» **YOUR INSTRUCTIONS**: Please convert all of the material below into a JSON list of strings, with one string for each line and blank lines left out.
+ + + + + + +
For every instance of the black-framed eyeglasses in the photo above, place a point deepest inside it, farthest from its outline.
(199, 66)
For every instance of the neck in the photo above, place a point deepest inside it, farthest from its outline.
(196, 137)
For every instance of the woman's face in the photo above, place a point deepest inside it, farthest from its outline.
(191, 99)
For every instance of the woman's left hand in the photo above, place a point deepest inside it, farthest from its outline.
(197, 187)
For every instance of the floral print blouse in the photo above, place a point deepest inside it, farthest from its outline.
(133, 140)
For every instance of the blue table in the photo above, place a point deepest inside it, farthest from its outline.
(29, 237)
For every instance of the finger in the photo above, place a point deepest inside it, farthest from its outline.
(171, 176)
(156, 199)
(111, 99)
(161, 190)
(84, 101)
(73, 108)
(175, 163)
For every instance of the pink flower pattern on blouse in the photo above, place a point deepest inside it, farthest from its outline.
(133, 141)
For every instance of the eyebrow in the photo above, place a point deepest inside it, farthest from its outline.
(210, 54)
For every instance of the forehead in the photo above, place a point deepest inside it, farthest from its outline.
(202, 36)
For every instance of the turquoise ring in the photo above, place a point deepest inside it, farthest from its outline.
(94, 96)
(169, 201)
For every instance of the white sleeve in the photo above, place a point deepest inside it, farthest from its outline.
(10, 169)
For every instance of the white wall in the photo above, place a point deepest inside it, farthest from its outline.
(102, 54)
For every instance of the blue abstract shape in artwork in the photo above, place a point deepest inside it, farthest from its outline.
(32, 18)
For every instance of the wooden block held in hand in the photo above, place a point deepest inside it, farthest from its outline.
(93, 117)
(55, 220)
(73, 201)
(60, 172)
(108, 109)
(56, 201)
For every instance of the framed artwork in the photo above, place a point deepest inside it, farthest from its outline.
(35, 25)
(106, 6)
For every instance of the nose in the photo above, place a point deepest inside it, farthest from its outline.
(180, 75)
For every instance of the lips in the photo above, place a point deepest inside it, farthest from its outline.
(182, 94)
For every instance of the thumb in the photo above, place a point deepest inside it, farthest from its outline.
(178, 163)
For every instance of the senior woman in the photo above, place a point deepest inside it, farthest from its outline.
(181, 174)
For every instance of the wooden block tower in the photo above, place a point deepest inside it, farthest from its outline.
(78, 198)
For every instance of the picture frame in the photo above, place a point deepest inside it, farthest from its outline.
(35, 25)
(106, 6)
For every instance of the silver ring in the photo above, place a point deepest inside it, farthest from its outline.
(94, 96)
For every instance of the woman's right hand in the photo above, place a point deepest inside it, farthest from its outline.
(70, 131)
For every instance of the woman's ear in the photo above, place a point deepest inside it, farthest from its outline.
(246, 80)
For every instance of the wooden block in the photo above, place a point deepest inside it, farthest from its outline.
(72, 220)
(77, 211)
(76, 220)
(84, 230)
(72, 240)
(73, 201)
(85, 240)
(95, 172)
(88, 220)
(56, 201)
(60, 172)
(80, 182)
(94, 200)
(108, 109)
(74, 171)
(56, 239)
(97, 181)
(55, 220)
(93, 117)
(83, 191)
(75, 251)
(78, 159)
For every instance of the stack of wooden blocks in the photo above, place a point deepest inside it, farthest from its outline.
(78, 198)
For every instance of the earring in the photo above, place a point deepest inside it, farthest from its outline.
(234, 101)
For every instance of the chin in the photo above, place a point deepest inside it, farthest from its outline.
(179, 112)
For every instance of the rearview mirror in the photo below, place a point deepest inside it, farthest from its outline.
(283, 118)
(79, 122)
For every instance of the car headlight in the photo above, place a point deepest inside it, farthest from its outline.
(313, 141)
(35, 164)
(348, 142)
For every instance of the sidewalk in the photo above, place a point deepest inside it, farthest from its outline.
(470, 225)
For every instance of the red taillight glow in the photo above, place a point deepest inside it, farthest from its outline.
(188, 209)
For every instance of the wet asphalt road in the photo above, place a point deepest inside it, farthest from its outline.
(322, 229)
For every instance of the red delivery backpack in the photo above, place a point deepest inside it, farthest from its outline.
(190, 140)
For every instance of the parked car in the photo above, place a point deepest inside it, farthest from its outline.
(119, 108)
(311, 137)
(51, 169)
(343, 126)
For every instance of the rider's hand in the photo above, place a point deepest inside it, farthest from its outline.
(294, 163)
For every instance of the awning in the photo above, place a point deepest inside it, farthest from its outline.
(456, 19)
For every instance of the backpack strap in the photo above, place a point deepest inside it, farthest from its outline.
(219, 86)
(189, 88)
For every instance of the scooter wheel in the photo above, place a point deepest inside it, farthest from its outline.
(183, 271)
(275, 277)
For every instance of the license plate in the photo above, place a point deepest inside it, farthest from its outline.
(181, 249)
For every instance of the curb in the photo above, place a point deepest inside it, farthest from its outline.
+ + + + + + +
» **CORRECT RESULT**:
[
  "For every instance of the black-framed eyeglasses in the photo above, place a point deepest inside it, farthest from its outline.",
  "(199, 66)",
  "For every instance of the neck in the photo above, place a point deepest inside it, farthest from its outline.",
  "(196, 137)",
  "For every instance of the woman's face in the photo above, place a point deepest inside it, farthest from its outline.",
  "(191, 99)",
  "For every instance of the woman's left hand in the photo above, place a point deepest inside it, farthest from its outline.",
  "(197, 187)",
  "For every instance of the floral print blouse in the photo above, place a point deepest inside it, farthest from its outline.",
  "(133, 140)",
  "For every instance of the blue table in the photo above, place a point deepest inside it, farthest from its outline.",
  "(29, 237)",
  "For every instance of the finger in the photo above, place a point deepest inside it, farthest from its outline.",
  "(171, 176)",
  "(156, 199)",
  "(111, 99)",
  "(161, 190)",
  "(84, 101)",
  "(73, 108)",
  "(175, 163)",
  "For every instance of the pink flower pattern on blouse in the photo above, place a point deepest inside it, farthest from its outline.",
  "(133, 141)",
  "For every instance of the eyebrow in the photo above, place a point deepest inside it, farthest from its outline.",
  "(210, 54)",
  "For every instance of the forehead in the photo above, place a point deepest inside it, farthest from its outline.",
  "(202, 36)",
  "For every instance of the turquoise ring in the photo above, place a point deepest inside it, farthest from its outline.",
  "(94, 96)",
  "(169, 201)",
  "For every instance of the white sleeve in the photo above, place a point deepest inside it, farthest from its outline.",
  "(10, 169)",
  "For every instance of the white wall in the photo above, place a point deepest inside it, farthest from its outline.",
  "(102, 54)",
  "For every instance of the blue abstract shape in artwork in the photo above, place a point deepest inside it, farthest from its outline.",
  "(32, 18)",
  "For every instance of the wooden block held in hand in the photo above, place a point deepest inside it, farthest from its outline.",
  "(93, 117)",
  "(55, 220)",
  "(73, 201)",
  "(60, 172)",
  "(108, 109)",
  "(56, 201)",
  "For every instance of the framed artwork in the photo above, place a point deepest inside it, farthest from its outline.",
  "(35, 25)",
  "(106, 6)",
  "For every instance of the nose in the photo above, place a point deepest inside it, farthest from its outline.",
  "(180, 75)",
  "For every instance of the lips in the photo above, place a point deepest inside it, farthest from its outline.",
  "(182, 94)",
  "For every instance of the thumb in the photo above, place a point deepest inside it, farthest from its outline.",
  "(178, 163)",
  "For every instance of the senior woman in the photo above, place a point deepest inside it, farthest from its outline.",
  "(181, 174)",
  "For every instance of the wooden block tower in the photo above, place a point deepest inside it, farthest from its outline.",
  "(78, 198)",
  "For every instance of the picture frame in the photo above, place a point deepest inside it, farthest from its outline.",
  "(35, 25)",
  "(106, 6)",
  "For every instance of the silver ring in the photo above, place a point deepest inside it, farthest from its outline.",
  "(94, 96)",
  "For every instance of the woman's right hand in the photo above, place a point deepest inside it, farthest from its outline.",
  "(70, 131)",
  "For every instance of the woman's ear in the photo above, place a point deepest inside it, farthest from its outline.",
  "(246, 80)",
  "For every instance of the wooden block in the photo above, place a point deepest inside it, farthest from its outline.",
  "(72, 220)",
  "(77, 211)",
  "(76, 220)",
  "(84, 230)",
  "(72, 240)",
  "(73, 201)",
  "(85, 240)",
  "(95, 172)",
  "(88, 220)",
  "(56, 201)",
  "(60, 172)",
  "(80, 182)",
  "(94, 200)",
  "(108, 109)",
  "(74, 171)",
  "(56, 239)",
  "(97, 181)",
  "(55, 220)",
  "(93, 117)",
  "(83, 191)",
  "(75, 251)",
  "(78, 159)",
  "For every instance of the stack of wooden blocks in the photo above, place a point deepest inside it, farthest from its outline.",
  "(78, 198)",
  "For every instance of the earring in the photo above, place a point deepest inside it, farthest from its outline.",
  "(234, 101)",
  "For every instance of the chin in the photo above, place a point deepest inside it, farthest from its outline.",
  "(179, 112)",
  "For every instance of the rearview mirror in the photo below, place a point deepest inside it, farthest from its outline.",
  "(283, 118)",
  "(79, 122)",
  "For every instance of the car headlight in the photo above, place a point deepest inside it, farthest from its outline.",
  "(313, 141)",
  "(35, 164)",
  "(348, 142)",
  "For every instance of the sidewalk in the photo above, place a point deepest inside it, farthest from its outline.",
  "(470, 225)",
  "For every instance of the red taillight glow in the photo above, place a point deepest inside it, farthest from its outline.",
  "(188, 209)",
  "For every instance of the wet asphalt road in the photo above, place a point deepest inside it, farthest from its outline.",
  "(322, 229)",
  "For every instance of the red delivery backpack in the photo above, place a point deepest inside it, farthest from its outline.",
  "(190, 140)",
  "For every instance of the parked car in the photo above, place a point deepest inside it, farthest from its outline.",
  "(119, 108)",
  "(311, 137)",
  "(51, 169)",
  "(343, 126)",
  "For every instance of the rider's hand in the photo above, place a point deepest inside it, farthest from its outline.",
  "(294, 163)",
  "For every instance of the awning in the photo above, place a point deepest inside it, farthest from its outline.",
  "(456, 19)",
  "For every instance of the backpack strap in the photo above, place a point deepest inside it, farthest from its outline.",
  "(219, 86)",
  "(189, 88)",
  "For every instance of the scooter wheel in the photo above, place a point deepest inside it, farthest from its outline.",
  "(183, 271)",
  "(275, 277)",
  "For every instance of the license plate in the photo above, place a point deepest inside it, farthest from its outline.",
  "(181, 249)",
  "For every instance of the curb in the photo above, place a point deepest inside it, farthest from its outline."
]